PASSAGE SHOWN =
Batching Elements in Apache Flink
July 05, 2024
I’ve been using Apache Flink at work for almost two years now. During this period I’ve had the oppportunity to learn a lot about this amazing framework. In this post I’d like to shed light on how you can batch / group elements between process functions in Apache Flink. I’ll do this by taking a one of my work pieces as an example, give you an idea of the conventional solutions, why they work / didn’t work in my case and how I wrote my own implementation. Let’s get started.
In context of this post, we’ll refer to an element that crosses each process function as an entity.
For a feature I was implementing, I had to build a mechanism that performs the following operations:
- Hold a certain number of entities in memory.
- Batch the entities into a single entity when a certain threshold is reached and push to downstream process functions.
- If the threshold is not reached within a said interval then batch the existing entities into one and push downstream.
- Application uses the Flink Table API and hence the solution must work in conjunction with tables.
Conventional Solution(s)
Flink offers a solution out of the box to satisfy a combination of these constraints with the help of a window. There are a few types of windows that can be applied on the elements of your data stream:
- Tumbling Window
- Sliding Window
- Session Window
- Global Window
These windows are good and can be helpful in most cases. If you’re looking for implementations specifying how to use Windows and how they can help you in your datastream needs, you should check out Flink documentation. This post will not cover the usage/implementation of windows.
Windows and keyed streams didn’t check all the boxes in our scenario. Here’s why:
Using a window allows you to optionally specify allowedLateness, a trigger and an evictor but specifying reduce/aggregate/apply on the elements of the window is mandatory.
Briefly:
allowedLateness: You can specify how late an element can enter the window. “lateness” is calculated through event time. Event time is a timestamp attached to every entity(event) internally but this feature requires watermarking enabled because watermarks are treated as window boundaries based on which lateness is calculated. allowedLateness is 0 by default.
trigger: A trigger can be fired registered on the window to trigger the computation, to clear the window or to do both. A trigger can be used to register timers for future actions as well. In our case a
CountTrigger
can be used to perform some computation when the threshold is reached.CountTrigger
is available out of the box.evictor: As the name suggests, an evictor is used to evict(remove) elements from the window based upon some criteria.
reduce: Incrementally aggregate the window elements to produce an output of the same type.
aggregate: Same as reduce but the input type, accumulator type and output types can be different.
apply: A simple function such as
WindowFunction
but it is deprecated and replaced with the more advancedProcessWindowFunction
.

REQUEST A =
Answer these from the Flink batching post:
(i) For about how long has the writer been using Apache Flink at work?
(ii) What does the post call an element that crosses each process function?
(iii) What is the default value of allowedLateness?
REQUEST B = According to the Flink batching post, why does allowedLateness need watermarking to be enabled?
The material that comes after this post was taken from a different source.

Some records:
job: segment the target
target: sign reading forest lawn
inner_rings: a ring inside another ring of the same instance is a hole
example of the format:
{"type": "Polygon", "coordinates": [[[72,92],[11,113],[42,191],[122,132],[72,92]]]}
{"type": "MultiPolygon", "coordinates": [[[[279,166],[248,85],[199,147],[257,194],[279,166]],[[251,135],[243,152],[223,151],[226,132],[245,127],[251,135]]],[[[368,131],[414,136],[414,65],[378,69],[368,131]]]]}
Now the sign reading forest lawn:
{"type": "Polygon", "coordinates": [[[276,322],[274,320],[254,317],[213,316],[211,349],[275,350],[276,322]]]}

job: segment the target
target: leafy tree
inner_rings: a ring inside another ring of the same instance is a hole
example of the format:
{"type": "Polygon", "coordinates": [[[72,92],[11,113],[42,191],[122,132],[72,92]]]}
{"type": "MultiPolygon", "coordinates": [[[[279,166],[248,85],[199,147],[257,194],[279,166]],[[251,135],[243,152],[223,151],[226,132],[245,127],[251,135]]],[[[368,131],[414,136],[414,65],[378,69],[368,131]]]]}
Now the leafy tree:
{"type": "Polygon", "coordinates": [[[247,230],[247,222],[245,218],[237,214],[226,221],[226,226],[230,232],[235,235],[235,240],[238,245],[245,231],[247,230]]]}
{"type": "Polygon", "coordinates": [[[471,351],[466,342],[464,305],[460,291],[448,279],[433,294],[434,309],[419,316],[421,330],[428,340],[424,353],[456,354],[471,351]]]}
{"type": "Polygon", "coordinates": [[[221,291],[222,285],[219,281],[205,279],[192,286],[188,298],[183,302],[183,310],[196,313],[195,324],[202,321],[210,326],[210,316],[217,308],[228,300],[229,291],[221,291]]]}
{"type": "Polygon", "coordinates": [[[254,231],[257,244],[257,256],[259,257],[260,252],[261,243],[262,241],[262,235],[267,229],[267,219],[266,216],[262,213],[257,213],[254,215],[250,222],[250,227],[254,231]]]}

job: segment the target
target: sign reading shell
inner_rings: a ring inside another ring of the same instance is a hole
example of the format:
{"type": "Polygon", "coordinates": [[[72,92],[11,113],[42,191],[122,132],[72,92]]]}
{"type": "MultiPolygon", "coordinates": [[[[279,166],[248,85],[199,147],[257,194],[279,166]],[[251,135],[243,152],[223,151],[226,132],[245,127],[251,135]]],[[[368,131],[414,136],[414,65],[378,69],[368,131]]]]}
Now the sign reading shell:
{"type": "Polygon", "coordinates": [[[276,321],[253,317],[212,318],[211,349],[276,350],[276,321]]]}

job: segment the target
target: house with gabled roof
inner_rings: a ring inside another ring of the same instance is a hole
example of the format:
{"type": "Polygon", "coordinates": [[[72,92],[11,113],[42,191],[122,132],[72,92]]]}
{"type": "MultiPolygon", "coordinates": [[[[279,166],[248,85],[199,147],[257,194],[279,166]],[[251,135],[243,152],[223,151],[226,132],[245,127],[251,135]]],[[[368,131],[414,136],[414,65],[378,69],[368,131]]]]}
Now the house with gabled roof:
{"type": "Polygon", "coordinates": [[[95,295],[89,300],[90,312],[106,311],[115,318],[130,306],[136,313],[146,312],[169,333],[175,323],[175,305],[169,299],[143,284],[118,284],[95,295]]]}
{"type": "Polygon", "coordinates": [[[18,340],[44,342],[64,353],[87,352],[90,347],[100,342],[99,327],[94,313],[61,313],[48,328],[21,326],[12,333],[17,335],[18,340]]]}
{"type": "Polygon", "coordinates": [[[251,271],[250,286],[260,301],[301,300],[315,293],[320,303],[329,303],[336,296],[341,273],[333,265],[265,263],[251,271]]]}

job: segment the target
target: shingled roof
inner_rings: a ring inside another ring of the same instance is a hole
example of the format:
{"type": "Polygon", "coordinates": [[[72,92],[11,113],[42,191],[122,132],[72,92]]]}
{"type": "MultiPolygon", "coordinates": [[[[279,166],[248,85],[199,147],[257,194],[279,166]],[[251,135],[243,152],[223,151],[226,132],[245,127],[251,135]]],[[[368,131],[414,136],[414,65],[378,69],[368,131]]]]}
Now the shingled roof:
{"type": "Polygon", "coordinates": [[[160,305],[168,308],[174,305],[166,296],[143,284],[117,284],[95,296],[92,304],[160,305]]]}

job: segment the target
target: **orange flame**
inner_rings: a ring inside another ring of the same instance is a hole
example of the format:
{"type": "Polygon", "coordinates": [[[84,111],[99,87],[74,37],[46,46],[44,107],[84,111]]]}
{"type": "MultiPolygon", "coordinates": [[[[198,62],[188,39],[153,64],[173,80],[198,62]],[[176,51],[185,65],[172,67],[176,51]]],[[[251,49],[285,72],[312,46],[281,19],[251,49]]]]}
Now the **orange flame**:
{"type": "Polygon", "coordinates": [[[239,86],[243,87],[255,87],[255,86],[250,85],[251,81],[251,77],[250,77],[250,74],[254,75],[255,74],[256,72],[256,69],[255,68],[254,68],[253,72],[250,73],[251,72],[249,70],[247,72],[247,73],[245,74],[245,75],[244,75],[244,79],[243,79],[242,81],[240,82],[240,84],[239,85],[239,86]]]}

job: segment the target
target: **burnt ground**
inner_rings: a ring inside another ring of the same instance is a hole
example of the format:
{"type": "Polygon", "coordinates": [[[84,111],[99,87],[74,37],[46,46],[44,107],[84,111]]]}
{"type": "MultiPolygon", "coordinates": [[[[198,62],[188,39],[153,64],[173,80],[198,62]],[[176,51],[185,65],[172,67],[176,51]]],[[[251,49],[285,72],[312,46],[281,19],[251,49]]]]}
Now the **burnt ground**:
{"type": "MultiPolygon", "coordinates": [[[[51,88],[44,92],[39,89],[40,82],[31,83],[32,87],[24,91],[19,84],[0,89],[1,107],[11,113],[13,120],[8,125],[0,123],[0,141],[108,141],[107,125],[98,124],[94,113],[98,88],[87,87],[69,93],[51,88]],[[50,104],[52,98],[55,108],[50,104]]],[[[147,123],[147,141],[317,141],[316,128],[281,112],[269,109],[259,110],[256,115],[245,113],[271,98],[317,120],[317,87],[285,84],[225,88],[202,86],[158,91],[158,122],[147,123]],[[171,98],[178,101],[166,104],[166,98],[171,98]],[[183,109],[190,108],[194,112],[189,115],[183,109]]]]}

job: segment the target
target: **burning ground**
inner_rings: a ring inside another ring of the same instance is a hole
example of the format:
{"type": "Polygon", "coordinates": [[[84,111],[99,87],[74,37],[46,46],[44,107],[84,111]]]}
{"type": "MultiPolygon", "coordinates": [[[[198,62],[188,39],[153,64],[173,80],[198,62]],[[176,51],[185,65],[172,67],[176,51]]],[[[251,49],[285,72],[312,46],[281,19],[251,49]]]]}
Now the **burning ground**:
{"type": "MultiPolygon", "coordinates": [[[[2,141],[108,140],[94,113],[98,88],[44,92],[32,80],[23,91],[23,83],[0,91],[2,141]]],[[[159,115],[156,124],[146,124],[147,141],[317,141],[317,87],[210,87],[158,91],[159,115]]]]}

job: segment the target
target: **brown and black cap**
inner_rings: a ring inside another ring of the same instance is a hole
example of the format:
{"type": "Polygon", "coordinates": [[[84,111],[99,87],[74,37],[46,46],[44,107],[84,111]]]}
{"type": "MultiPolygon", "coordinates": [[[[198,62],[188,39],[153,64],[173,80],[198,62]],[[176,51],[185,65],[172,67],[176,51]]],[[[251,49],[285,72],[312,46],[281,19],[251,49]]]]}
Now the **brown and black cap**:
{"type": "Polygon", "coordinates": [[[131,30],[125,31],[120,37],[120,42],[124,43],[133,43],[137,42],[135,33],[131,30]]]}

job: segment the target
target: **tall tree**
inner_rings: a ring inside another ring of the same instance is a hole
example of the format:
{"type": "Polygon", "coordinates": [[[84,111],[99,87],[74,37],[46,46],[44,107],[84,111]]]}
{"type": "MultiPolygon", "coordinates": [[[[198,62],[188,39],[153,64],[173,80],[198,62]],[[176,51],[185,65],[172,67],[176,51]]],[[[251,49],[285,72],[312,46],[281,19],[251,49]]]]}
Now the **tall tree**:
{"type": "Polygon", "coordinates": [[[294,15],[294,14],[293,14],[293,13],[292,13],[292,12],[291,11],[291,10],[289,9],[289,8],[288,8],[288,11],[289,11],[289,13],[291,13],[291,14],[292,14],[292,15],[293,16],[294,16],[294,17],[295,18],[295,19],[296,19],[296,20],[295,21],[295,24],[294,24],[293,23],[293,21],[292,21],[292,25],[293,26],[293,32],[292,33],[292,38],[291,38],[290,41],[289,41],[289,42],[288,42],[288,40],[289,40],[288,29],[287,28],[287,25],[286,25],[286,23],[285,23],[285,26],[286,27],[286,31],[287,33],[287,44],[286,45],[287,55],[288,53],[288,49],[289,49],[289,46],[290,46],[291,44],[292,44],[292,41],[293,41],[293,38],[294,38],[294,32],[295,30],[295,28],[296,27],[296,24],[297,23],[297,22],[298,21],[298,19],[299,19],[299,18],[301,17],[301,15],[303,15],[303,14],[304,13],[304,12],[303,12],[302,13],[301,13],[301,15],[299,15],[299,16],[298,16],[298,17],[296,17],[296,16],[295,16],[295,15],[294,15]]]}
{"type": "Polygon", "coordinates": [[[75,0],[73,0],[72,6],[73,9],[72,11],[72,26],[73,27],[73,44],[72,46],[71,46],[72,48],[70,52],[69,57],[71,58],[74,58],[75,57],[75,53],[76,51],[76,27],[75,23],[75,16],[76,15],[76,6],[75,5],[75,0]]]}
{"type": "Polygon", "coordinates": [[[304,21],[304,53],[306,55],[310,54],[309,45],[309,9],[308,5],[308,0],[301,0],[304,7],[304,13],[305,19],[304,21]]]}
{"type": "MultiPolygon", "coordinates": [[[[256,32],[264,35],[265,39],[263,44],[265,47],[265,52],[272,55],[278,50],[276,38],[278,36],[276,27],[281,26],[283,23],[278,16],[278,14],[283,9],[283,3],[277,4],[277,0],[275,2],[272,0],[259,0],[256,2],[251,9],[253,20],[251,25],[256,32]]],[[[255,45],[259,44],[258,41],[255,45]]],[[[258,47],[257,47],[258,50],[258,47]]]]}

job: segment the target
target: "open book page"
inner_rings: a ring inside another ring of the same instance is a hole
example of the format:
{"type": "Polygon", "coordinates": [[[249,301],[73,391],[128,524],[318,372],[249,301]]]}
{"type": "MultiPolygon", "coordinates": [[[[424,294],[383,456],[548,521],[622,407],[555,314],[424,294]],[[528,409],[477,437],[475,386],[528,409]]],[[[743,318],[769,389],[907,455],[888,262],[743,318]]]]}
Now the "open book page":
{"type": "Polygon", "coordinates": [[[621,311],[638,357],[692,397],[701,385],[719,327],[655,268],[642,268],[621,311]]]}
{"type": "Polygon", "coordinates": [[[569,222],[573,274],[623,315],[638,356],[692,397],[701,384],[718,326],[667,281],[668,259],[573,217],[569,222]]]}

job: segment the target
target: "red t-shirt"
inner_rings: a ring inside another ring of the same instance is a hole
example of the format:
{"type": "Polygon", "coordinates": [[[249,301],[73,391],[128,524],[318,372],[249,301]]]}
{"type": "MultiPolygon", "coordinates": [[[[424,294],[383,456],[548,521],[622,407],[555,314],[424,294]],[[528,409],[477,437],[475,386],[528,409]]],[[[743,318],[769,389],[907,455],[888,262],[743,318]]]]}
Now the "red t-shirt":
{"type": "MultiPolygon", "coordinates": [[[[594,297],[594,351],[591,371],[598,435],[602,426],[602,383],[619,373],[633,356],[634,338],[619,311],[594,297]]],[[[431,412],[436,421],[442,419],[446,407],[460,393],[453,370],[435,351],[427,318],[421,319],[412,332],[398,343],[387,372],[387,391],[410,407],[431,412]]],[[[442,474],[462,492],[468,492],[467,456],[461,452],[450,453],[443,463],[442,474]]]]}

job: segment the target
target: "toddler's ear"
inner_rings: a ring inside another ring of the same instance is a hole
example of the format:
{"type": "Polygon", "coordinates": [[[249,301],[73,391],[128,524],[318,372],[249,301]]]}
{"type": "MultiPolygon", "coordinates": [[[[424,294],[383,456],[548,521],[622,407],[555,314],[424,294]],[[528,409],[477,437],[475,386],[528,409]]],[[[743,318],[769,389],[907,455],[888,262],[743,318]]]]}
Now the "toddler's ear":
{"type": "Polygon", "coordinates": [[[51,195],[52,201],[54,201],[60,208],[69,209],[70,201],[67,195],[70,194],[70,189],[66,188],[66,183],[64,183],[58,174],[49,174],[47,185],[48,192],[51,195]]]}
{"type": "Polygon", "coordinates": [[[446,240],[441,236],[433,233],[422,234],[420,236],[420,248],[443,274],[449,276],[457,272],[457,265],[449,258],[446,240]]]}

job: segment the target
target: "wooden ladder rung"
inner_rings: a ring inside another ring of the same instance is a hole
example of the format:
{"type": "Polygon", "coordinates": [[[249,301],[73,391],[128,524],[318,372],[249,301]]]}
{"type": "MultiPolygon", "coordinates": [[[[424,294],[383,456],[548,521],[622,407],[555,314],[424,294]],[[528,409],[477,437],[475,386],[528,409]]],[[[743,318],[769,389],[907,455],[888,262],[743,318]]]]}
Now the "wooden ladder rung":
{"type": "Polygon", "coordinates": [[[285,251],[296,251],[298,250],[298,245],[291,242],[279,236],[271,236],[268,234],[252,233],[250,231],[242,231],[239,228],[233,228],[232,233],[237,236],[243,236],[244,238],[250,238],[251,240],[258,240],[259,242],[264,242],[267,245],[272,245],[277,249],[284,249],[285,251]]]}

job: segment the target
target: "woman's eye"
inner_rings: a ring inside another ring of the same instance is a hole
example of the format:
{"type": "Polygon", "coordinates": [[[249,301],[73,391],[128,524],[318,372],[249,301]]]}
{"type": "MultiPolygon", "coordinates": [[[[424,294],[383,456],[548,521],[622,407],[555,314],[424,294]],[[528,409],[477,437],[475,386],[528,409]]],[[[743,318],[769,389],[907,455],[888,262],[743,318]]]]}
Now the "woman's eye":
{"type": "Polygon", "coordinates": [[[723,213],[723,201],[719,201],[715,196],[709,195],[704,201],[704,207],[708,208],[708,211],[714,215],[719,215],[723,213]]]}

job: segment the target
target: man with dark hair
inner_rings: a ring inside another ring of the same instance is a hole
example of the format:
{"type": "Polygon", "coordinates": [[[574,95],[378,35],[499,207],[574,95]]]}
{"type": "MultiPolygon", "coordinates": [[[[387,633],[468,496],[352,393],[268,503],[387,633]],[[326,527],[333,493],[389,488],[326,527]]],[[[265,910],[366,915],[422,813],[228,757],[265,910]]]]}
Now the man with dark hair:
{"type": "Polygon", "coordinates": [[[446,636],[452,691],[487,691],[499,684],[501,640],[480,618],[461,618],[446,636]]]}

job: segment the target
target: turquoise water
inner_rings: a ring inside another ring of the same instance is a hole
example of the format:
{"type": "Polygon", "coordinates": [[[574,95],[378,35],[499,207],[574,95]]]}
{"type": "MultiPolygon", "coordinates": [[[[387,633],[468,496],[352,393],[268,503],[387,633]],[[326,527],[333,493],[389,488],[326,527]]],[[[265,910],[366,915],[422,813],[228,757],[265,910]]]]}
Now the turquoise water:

EXERCISE OUTPUT A =
(i) Almost two years.
(ii) An entity.
(iii) 0.

EXERCISE OUTPUT B = Watermarks serve as the window boundaries, and lateness is calculated from those boundaries. Without watermarking, there is no basis for measuring how late an element is.